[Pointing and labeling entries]
^^^^^^^^

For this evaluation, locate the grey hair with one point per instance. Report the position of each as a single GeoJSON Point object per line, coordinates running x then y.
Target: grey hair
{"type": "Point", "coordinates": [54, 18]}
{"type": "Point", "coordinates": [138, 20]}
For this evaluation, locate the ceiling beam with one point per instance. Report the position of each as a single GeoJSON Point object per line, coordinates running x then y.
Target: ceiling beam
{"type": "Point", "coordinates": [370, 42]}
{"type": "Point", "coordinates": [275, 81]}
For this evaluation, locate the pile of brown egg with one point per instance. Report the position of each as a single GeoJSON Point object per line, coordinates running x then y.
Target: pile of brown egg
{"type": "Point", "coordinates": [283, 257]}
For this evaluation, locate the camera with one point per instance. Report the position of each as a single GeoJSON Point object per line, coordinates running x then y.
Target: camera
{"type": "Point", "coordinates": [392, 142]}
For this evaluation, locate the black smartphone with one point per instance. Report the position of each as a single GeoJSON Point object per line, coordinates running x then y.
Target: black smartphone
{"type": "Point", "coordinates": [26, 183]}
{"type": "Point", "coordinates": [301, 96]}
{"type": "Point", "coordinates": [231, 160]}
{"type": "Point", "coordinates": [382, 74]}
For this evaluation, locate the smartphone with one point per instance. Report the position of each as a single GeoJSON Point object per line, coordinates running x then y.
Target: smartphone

^^^^^^^^

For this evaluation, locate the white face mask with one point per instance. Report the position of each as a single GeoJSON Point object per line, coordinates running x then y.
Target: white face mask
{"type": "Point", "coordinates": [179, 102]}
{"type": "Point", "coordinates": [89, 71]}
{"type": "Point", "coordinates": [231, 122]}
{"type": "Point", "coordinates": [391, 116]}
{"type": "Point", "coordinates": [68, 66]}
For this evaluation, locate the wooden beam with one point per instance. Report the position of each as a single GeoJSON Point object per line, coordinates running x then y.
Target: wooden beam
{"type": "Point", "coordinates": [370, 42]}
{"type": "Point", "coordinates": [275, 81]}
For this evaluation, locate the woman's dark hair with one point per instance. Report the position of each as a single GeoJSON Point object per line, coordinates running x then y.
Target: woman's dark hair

^^^^^^^^

> Work to do
Reproduce the material verbatim, starting with the line that contains "For this evaluation, locate the woman's" and continuing through the line that contains "Target: woman's dark hair".

> Result of this exercise
For this evaluation, locate the woman's dark hair with one point per instance. Report the position of each as a single GeoJSON Point object per line, coordinates running x then y.
Target: woman's dark hair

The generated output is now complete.